— BEGIN RECORDS SUPPLIED —
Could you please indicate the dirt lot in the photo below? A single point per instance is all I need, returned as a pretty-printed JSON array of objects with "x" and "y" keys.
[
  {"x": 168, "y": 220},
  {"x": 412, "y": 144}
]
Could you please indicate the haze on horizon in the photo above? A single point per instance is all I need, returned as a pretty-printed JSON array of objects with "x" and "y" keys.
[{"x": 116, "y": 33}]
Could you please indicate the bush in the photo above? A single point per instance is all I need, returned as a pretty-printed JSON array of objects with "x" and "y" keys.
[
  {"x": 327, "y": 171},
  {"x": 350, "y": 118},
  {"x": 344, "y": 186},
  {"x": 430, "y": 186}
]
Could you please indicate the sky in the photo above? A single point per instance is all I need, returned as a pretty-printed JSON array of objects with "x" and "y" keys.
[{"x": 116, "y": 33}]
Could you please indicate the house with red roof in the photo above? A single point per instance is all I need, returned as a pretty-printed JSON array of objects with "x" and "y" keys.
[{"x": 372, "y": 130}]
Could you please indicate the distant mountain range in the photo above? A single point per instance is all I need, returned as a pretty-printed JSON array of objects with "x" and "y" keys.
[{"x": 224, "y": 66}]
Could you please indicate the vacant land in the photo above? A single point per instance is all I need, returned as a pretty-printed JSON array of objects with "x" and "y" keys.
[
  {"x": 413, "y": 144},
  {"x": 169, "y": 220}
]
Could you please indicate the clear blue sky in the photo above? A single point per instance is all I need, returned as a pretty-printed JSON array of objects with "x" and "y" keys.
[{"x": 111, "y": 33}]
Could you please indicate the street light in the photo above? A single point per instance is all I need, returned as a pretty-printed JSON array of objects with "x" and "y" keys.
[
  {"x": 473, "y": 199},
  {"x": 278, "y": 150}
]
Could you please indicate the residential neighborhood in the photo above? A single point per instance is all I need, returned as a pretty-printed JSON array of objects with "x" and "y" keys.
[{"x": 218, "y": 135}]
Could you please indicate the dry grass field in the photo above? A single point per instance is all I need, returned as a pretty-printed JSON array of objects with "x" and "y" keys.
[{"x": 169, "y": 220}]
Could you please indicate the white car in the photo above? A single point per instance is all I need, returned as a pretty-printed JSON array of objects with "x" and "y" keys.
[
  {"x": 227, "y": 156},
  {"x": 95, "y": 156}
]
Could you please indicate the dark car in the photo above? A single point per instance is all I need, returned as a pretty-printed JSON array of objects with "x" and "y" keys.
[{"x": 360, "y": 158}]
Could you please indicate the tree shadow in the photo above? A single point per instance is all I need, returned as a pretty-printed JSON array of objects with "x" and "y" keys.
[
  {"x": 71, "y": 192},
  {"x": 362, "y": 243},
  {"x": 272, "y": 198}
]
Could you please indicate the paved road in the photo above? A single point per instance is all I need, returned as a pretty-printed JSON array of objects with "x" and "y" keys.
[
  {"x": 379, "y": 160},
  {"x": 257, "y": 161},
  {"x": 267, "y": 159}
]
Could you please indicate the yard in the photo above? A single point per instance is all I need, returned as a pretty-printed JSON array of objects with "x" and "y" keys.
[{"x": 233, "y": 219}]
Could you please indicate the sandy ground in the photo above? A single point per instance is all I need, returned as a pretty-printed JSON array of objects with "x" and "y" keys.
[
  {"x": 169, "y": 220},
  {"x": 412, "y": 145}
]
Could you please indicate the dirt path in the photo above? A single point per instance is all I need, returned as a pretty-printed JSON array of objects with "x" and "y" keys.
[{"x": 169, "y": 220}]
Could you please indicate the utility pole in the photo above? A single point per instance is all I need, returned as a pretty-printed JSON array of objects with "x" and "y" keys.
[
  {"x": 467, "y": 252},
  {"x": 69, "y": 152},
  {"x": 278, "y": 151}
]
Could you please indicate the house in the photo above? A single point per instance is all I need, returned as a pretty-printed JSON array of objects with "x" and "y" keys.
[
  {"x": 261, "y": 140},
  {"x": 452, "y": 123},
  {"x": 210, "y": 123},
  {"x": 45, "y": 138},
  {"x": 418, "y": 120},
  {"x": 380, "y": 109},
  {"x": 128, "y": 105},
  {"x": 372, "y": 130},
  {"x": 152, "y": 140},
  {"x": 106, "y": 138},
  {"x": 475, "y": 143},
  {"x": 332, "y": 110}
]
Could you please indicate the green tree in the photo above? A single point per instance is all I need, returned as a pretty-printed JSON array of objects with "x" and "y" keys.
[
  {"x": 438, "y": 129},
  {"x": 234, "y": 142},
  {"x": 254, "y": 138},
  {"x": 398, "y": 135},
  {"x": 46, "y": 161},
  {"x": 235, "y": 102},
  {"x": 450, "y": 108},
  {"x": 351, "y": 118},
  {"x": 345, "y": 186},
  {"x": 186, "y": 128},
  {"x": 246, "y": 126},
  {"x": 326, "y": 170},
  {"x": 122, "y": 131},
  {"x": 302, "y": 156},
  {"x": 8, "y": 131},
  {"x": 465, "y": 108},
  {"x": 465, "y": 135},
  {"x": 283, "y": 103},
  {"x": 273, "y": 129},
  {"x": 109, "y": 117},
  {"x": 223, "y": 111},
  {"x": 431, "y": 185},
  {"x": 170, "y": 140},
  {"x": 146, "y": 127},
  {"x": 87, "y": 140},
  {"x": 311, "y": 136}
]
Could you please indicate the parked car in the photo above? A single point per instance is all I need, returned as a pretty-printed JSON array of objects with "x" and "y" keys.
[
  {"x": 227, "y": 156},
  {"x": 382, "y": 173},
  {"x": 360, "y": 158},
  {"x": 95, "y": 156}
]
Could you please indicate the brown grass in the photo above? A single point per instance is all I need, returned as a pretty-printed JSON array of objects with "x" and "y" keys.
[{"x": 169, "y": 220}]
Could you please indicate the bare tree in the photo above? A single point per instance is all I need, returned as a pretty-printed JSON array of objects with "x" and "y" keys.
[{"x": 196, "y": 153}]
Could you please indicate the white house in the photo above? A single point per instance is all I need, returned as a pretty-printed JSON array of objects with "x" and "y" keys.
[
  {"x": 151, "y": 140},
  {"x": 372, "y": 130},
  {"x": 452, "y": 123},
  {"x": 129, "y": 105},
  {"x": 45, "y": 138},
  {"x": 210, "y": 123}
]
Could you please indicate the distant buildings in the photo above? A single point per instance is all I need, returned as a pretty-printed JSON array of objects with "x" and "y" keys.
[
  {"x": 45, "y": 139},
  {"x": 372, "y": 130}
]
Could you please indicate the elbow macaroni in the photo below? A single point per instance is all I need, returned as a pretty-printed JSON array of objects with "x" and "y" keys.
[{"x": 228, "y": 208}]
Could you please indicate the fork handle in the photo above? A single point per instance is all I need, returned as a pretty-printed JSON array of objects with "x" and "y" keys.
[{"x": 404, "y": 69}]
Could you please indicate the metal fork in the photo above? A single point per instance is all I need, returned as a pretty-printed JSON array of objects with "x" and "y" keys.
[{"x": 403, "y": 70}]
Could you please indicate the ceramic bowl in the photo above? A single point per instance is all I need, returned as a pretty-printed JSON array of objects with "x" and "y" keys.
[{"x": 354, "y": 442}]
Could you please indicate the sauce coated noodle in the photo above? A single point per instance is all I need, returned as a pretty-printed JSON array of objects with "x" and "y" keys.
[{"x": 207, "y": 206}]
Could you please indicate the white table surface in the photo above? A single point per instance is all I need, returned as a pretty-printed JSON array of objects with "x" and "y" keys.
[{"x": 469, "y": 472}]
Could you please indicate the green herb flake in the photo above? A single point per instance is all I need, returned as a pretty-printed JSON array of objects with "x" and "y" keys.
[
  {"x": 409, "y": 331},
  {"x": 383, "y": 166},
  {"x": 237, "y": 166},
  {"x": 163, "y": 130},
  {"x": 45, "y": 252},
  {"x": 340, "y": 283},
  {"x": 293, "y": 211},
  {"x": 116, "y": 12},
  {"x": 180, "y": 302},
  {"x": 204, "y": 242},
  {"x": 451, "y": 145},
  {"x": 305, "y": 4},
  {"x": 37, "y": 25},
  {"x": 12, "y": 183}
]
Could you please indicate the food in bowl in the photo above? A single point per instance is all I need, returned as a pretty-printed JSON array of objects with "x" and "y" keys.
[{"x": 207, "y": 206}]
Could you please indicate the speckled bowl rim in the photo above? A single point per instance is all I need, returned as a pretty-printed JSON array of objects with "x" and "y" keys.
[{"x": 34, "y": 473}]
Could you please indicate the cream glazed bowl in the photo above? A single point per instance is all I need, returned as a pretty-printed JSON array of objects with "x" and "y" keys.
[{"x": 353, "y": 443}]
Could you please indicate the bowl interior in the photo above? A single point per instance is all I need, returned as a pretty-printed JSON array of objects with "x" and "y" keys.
— END RECORDS SUPPLIED —
◆ REQUIREMENT: Could you copy word for word every line from the one containing "Could you please indicate the metal" through the last line of the items, with both ends included?

◆ RESPONSE:
Could you please indicate the metal fork in the photo above? A single point per instance is all I need, returned as a pretty-printed JSON array of objects with "x" and "y" keys.
[{"x": 403, "y": 70}]
Could you please indicate the ceramic bowl in the photo above? A single point per instance is all I need, returned as a pretty-printed JSON array of objects with "x" and "y" keys.
[{"x": 354, "y": 442}]
Could you please indicate the sauce coated noodle in the photo above? A single point per instance is all I need, returned as a pretty-printed JSON array of objects with "x" and "y" keys.
[{"x": 207, "y": 206}]
Could you please indicate the white table surface in the photo above? A single point per instance is all I need, returned as a pretty-printed JSON array of objects with "x" and "y" keys.
[{"x": 469, "y": 472}]
Could you please indicate the green herb flake in the photo above? A single point per instance is all I need, returned as a pretty-printed JSON array of objects with "x" and "y" keys.
[
  {"x": 409, "y": 331},
  {"x": 383, "y": 166},
  {"x": 237, "y": 166},
  {"x": 163, "y": 130},
  {"x": 45, "y": 252},
  {"x": 340, "y": 283},
  {"x": 293, "y": 211},
  {"x": 116, "y": 12},
  {"x": 180, "y": 302},
  {"x": 204, "y": 242},
  {"x": 451, "y": 145},
  {"x": 305, "y": 4},
  {"x": 37, "y": 25},
  {"x": 12, "y": 183}
]
Could you please indicate the food in bowl in the photo above? A single point per instance is all I need, returned as a pretty-printed JSON array of objects with "x" and "y" keys.
[{"x": 207, "y": 206}]
Could you please indicate the speckled bowl rim in the photo above? A single point per instance is all I need, returned as a pretty-printed JSON array of objects with "x" and "y" keys.
[{"x": 34, "y": 473}]
Could you please indicate the cream glazed bowl in the photo above? A single point per instance is all I need, returned as a pretty-printed JSON array of objects with "x" and "y" keys.
[{"x": 353, "y": 443}]
Could you please indicate the bowl interior in the photo above? A single point per instance is all I need, returned as a pretty-printed JSON array of objects with "x" and "y" keys.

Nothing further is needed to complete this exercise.